#### Set tasks
a. Can you sum up the article about the Lanzarote eco-holiday business in two sentences?
b. Could you pick up the article about the Lanzarote eco-holiday business from where it stops?

#### Reading passage

When Heidi-Maria Wigmore moved to Lanzarote to work as a tour rep, her plan was to gain a little experience on top of her studies before returning home for a lucrative job in business travel.

That was 15 years ago; but the lure of this sunny Canarian island – and the small matter of having started a family here – proved too irresistible for her to leave.

In 2009, Heidi put her travel trade skills to good use by co-founding Stay Eco Chic, a portfolio of 80 properties across the Canaries, mainly in Lanzarote, with a relaxed ethos of promoting sustainable tourism. This is no hair-shirt holiday, properties are taken under the Stay Eco Chic umbrella on the basis that they are making an effort to promote tourism that respects the environment.

Heidi has drawn up a list of nine criteria – from the use of solar and wind power to proximity to local public transport – and all the hand-picked holiday homes appearing in the collection have to conform to at least one. El Nido meets five of them.

For some, this may seem eco-lite, for others it will be just enough to salve the conscience while enjoying a holiday in the sun. And with prices from €60 to €400 per night, nobody is excluded.

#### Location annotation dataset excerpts
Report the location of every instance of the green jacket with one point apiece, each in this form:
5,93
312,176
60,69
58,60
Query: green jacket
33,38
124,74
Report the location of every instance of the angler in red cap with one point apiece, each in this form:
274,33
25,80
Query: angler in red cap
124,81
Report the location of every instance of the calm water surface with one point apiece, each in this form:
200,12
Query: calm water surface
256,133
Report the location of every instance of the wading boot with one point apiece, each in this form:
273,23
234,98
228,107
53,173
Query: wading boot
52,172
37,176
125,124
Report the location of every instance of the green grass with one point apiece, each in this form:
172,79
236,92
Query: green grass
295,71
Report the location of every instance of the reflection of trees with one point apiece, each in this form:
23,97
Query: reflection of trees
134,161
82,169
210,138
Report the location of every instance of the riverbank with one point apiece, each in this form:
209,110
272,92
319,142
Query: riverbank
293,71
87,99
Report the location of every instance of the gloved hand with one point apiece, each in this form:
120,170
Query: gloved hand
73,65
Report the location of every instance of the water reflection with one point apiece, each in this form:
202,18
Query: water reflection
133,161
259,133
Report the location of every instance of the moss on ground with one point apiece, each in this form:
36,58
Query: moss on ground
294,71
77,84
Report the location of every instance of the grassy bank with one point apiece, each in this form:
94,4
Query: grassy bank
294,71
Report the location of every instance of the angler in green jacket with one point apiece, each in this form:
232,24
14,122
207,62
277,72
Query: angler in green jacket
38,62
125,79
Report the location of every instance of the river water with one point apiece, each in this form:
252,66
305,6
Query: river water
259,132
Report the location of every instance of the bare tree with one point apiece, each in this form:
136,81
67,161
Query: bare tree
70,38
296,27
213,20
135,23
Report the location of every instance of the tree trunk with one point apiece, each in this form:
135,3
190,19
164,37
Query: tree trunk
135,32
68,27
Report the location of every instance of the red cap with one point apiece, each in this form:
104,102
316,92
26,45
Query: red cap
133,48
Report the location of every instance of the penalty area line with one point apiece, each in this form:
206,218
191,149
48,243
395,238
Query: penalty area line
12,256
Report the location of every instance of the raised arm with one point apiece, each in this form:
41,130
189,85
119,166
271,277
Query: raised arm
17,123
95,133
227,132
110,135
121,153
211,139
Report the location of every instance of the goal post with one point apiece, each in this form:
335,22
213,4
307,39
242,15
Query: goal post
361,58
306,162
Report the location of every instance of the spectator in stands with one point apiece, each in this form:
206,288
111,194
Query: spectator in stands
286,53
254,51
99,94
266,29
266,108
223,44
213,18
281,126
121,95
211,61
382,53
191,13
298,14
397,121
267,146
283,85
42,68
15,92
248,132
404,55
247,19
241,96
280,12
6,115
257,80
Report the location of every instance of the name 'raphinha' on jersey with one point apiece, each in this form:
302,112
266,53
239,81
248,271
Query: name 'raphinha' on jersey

#### Outputs for the tasks
a. Heidi-Maria Wigmore moved to Lanzarote as a tour rep 15 years ago and stayed, and in 2009 she co-founded Stay Eco Chic, a portfolio of 80 properties across the Canaries, mainly in Lanzarote, that promotes sustainable tourism. Each hand-picked holiday home must meet at least one of her nine criteria, such as the use of solar and wind power or proximity to local public transport, and prices run from €60 to €400 per night.

b.
The rooms

El Nido is a three-bedroom, three-bathroom house at the upmarket Puerto Calero marina. The villa was built in 1978 by fans of Lanzarote's favourite son, the artist César Manrique, and Heidi has worked with the current owners to bring out the glory of the Seventies styling. They've buffed up the sparkly polished granite flooring that flows through most of the property (check out the lino in the larder – Orla Kiely would die for this design). The bathrooms may have been necessarily updated for guests' comfort, yet in the living room the wall, clad with multicoloured lava rock from the national park, has been preserved. So, too, has the centrepiece of the property, a bar in "Manrique style", an adobe-like hulk of rough plaster finished in the shiny white paint that the artist manufactured commercially (you can buy it for about €200 a tin on the island). Other Seventies references include rush placemats on the dining table, a suite of wicker chairs, and, the most glorious touch, a table topped in floral orange tiles with a central leg made of rocks from Manrique's birthplace, Famara, in the north-west of the island.

The food and drink

There's a fully equipped kitchen and the welcome hamper should start off self-caterers nicely, plus an honesty bar is laid on that's strong on the island's own delicious wines. There's a small supermarket in Puerto Calero and a larger one along the coast at Puerto del Carmen. Check out Teguise market and the farmer's market in Mancha Blanca on Sundays. Down at the marina, just a few minutes' walk away, you'll find a strip of restaurants. Try La Portena, a new Argentinian steakhouse on the first floor, overlooking the harbour. Here, chef Leonardo creates mouth-watering beef dishes over an open fire. The service is led by his wife, Florencia, who is a knowledgeable, natural-born host.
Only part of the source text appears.